- [How to complete this task] Nothing in the entries may change when they are transcribed.
++++ Data records ++++
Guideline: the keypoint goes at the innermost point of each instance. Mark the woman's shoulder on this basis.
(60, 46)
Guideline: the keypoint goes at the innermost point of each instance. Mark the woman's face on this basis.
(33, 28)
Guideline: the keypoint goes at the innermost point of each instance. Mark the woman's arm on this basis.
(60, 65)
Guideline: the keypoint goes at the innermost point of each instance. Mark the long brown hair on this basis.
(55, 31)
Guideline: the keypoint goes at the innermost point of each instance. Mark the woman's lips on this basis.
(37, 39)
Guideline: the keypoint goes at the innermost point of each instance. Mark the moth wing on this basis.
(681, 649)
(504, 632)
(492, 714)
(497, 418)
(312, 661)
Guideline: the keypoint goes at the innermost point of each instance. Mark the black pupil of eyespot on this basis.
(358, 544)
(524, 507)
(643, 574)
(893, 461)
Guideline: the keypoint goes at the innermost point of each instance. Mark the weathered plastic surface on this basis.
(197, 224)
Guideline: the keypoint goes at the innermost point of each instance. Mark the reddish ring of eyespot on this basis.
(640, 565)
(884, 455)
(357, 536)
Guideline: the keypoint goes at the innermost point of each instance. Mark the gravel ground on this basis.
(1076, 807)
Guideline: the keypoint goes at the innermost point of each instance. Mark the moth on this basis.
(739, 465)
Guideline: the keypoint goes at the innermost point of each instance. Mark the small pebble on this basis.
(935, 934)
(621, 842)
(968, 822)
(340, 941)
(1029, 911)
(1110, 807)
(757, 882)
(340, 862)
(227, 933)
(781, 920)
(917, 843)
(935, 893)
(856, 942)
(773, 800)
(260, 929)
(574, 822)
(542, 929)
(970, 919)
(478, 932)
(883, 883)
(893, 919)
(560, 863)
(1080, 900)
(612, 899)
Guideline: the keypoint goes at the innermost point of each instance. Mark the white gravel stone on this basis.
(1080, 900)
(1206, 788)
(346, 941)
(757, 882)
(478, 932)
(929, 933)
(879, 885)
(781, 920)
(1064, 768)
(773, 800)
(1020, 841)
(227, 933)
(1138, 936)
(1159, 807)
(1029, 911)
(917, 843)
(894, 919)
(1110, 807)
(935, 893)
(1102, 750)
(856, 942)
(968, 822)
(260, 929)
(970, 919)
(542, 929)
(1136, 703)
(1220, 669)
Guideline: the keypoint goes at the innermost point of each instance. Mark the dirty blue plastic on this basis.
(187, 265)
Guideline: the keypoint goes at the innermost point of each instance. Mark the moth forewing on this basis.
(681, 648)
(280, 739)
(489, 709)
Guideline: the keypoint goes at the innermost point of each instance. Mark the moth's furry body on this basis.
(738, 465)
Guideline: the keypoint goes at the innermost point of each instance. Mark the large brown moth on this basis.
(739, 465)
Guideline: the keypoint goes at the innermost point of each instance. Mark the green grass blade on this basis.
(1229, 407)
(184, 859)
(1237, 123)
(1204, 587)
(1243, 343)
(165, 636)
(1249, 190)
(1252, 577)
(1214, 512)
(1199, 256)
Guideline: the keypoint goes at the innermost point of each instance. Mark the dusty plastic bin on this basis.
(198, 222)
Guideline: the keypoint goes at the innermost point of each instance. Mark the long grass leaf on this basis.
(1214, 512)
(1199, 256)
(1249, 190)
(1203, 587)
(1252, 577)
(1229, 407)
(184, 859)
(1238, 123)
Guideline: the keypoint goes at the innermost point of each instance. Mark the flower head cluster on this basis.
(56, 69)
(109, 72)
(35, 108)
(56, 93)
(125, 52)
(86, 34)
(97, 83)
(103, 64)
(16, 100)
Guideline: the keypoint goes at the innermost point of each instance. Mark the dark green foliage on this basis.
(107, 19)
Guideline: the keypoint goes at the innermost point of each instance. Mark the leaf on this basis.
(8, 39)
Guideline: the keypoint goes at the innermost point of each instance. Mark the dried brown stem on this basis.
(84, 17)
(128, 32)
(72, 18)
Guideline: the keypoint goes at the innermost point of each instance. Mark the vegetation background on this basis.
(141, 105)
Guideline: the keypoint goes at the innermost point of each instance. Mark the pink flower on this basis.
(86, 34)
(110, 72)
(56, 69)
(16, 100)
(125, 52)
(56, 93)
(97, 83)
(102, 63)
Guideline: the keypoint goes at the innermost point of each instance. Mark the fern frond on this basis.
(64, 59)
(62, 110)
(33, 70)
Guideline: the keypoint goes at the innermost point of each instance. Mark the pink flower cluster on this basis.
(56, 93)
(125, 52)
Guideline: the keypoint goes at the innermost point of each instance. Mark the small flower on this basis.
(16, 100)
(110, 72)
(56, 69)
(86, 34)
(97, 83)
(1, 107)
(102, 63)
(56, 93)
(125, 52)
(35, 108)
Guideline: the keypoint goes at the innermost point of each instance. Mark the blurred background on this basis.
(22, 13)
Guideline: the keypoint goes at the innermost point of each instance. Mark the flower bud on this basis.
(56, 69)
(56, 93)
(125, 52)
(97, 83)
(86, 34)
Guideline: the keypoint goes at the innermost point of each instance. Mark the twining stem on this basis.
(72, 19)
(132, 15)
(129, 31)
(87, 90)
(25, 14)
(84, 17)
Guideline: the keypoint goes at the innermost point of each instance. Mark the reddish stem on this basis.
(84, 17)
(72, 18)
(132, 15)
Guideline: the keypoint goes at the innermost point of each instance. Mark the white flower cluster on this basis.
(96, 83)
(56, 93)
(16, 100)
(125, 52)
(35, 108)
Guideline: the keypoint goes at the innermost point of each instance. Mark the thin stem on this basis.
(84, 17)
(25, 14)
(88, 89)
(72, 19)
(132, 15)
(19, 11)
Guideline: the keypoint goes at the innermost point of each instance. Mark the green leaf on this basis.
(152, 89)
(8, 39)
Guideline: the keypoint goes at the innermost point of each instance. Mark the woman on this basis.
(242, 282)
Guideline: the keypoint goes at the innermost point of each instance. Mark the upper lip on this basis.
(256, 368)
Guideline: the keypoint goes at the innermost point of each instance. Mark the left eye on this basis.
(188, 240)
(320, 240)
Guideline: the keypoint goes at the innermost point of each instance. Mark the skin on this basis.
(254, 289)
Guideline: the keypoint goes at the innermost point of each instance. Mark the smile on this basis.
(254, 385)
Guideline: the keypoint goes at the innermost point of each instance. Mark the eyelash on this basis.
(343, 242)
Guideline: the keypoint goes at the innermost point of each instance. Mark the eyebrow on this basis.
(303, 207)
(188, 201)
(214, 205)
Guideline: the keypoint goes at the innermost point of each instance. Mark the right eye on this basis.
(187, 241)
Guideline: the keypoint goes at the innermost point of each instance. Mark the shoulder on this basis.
++++
- [Reply]
Guideline: the keypoint goes at the innermost point of each instance. Mark the woman's shoulder on this basis.
(60, 46)
Guideline: the keypoint goes at the innermost point of each instance. Mark the woman's face on this basis.
(33, 28)
Guideline: the keypoint goes at the innermost point of each instance. Mark the woman's arm on this basis.
(60, 65)
Guideline: the keypoint goes at the innermost point of each instance. Mark the long brown hair on this basis.
(55, 31)
Guideline: the keypoint goes at the innermost point of each instance. Mark the woman's lips on this basis.
(37, 39)
Guideline: the keypoint goes at the innermost point of each instance. Mark the moth wing on this basis.
(681, 649)
(504, 632)
(492, 714)
(497, 418)
(312, 661)
Guideline: the keypoint goes at the innermost point of each instance. Mark the black pupil of eyespot on this basis.
(358, 544)
(524, 507)
(643, 574)
(893, 461)
Guideline: the keypoint goes at the innermost point of each instance. Mark the weathered plastic surface on this basis.
(197, 224)
Guideline: the keypoint goes at the innermost point of each instance. Mark the reddish ring of eyespot on this basis.
(640, 565)
(884, 455)
(357, 536)
Guideline: the keypoint goes at the innermost point of each instance. Mark the gravel ground on this basis.
(1076, 807)
Guideline: the keypoint goes at the innermost point of each instance. Mark the moth on this basis.
(739, 465)
Guideline: the keypoint goes at the innermost point of each instance. Mark the small pebble on this basis.
(935, 934)
(621, 842)
(968, 822)
(340, 941)
(1029, 911)
(1110, 807)
(757, 882)
(340, 862)
(227, 933)
(781, 920)
(917, 843)
(935, 893)
(856, 942)
(773, 800)
(260, 929)
(574, 822)
(542, 929)
(970, 919)
(478, 932)
(883, 883)
(893, 919)
(560, 863)
(1080, 900)
(612, 899)
Guideline: the keypoint goes at the innermost point of each instance. Mark the white gravel stone on this basis.
(1080, 900)
(1206, 788)
(346, 941)
(757, 882)
(478, 932)
(929, 933)
(879, 885)
(781, 920)
(1064, 768)
(773, 800)
(1020, 841)
(227, 933)
(1138, 936)
(1159, 807)
(1029, 911)
(917, 843)
(894, 919)
(1110, 807)
(935, 893)
(1102, 750)
(856, 942)
(968, 822)
(260, 929)
(970, 919)
(542, 929)
(1136, 703)
(1220, 669)
Guideline: the keypoint goes at the innermost point of each instance. Mark the dirty blue plastic on this basis.
(187, 265)
Guideline: the keypoint goes at the innermost point of each instance. Mark the moth forewing on this basis.
(681, 648)
(280, 739)
(489, 709)
Guideline: the keypoint goes at the innermost point of each instance. Mark the moth's furry body on this basis.
(738, 465)
Guideline: the keypoint goes at the innermost point of each instance. Mark the large brown moth on this basis.
(739, 465)
Guideline: the keypoint goes at the innermost point of each instance. Mark the green grass blade on this basis.
(1229, 407)
(184, 859)
(1237, 123)
(1204, 587)
(1243, 343)
(165, 636)
(1249, 190)
(1252, 577)
(1214, 512)
(1199, 256)
Guideline: the keypoint goes at the innermost point of each instance. Mark the dusty plastic bin on this basis.
(198, 222)
Guideline: the keypoint goes at the innermost point of each instance. Mark the long grass leaf on this basis.
(1214, 512)
(1199, 256)
(1249, 190)
(1203, 587)
(1252, 577)
(1229, 407)
(184, 859)
(1238, 123)
Guideline: the keypoint goes at the innermost point of each instance. Mark the flower head cluster on this basis.
(56, 69)
(109, 72)
(35, 108)
(56, 93)
(125, 52)
(86, 34)
(97, 83)
(103, 64)
(16, 100)
Guideline: the keypoint goes at the innermost point of each instance. Mark the dark green foliage on this basis.
(107, 19)
Guideline: the keypoint goes at the innermost point of each instance. Mark the leaf on this basis.
(8, 39)
Guideline: the keypoint goes at the innermost point of each instance. Mark the dried brown stem on this basis.
(84, 17)
(128, 32)
(72, 18)
Guideline: the keypoint goes at the innermost point of each instance. Mark the vegetation background on this basis.
(141, 105)
Guideline: the keypoint goes at the innermost point of each instance. Mark the pink flower on this basis.
(86, 34)
(110, 72)
(56, 69)
(16, 100)
(125, 52)
(56, 93)
(97, 83)
(102, 63)
Guideline: the keypoint goes at the innermost point of each instance. Mark the fern frond on this basis.
(64, 59)
(62, 110)
(33, 70)
Guideline: the keypoint goes at the innermost point of each instance. Mark the pink flower cluster on this basis.
(56, 93)
(125, 52)
Guideline: the keypoint goes at the innermost point of each instance. Mark the small flower on this basis.
(16, 100)
(110, 72)
(56, 69)
(86, 34)
(97, 83)
(1, 107)
(102, 63)
(56, 93)
(125, 52)
(35, 108)
Guideline: the keypoint goes at the innermost point of each instance. Mark the blurred background on this basis.
(22, 13)
Guideline: the keypoint goes at the innermost point of each instance. Mark the flower bud on this basis.
(56, 69)
(56, 93)
(125, 52)
(97, 83)
(86, 34)
Guideline: the keypoint goes at the innermost point of each instance. Mark the twining stem on this basis.
(72, 19)
(132, 15)
(129, 31)
(87, 90)
(25, 14)
(84, 17)
Guideline: the keypoint goes at the innermost point of each instance. Mark the reddish stem on this basis.
(84, 17)
(72, 18)
(132, 15)
Guideline: the keypoint goes at the innermost point of each instance. Mark the white flower cluster on this basis.
(96, 83)
(56, 93)
(16, 100)
(125, 52)
(35, 108)
Guideline: the keypoint goes at the innermost point of each instance. Mark the thin stem on this basis.
(84, 17)
(25, 14)
(88, 89)
(72, 19)
(132, 15)
(19, 11)
Guideline: the keypoint goes at the innermost point of each instance. Mark the green leaf on this basis.
(152, 89)
(8, 39)
Guideline: the keypoint goes at the innermost point of each instance. Mark the woman on this basis.
(242, 282)
Guideline: the keypoint goes at the innermost point of each instance. Mark the upper lip on this basis.
(256, 368)
Guideline: the keypoint goes at the innermost point of each instance. Mark the left eye on this basis.
(188, 240)
(320, 240)
Guideline: the keypoint goes at the innermost point of each instance. Mark the skin on this basis.
(254, 289)
Guideline: the keypoint goes at the innermost point of each instance. Mark the smile on this basis.
(254, 385)
Guideline: the keypoint goes at the innermost point of each instance. Mark the eyelash on this basis.
(343, 242)
Guideline: the keypoint goes at the innermost point of each instance. Mark the eyebrow on this basis.
(303, 207)
(188, 201)
(214, 205)
Guideline: the keypoint goes at the innermost point of each instance. Mark the right eye on this basis.
(187, 241)
Guideline: the keypoint goes at the innermost point of each instance. Mark the shoulder on this basis.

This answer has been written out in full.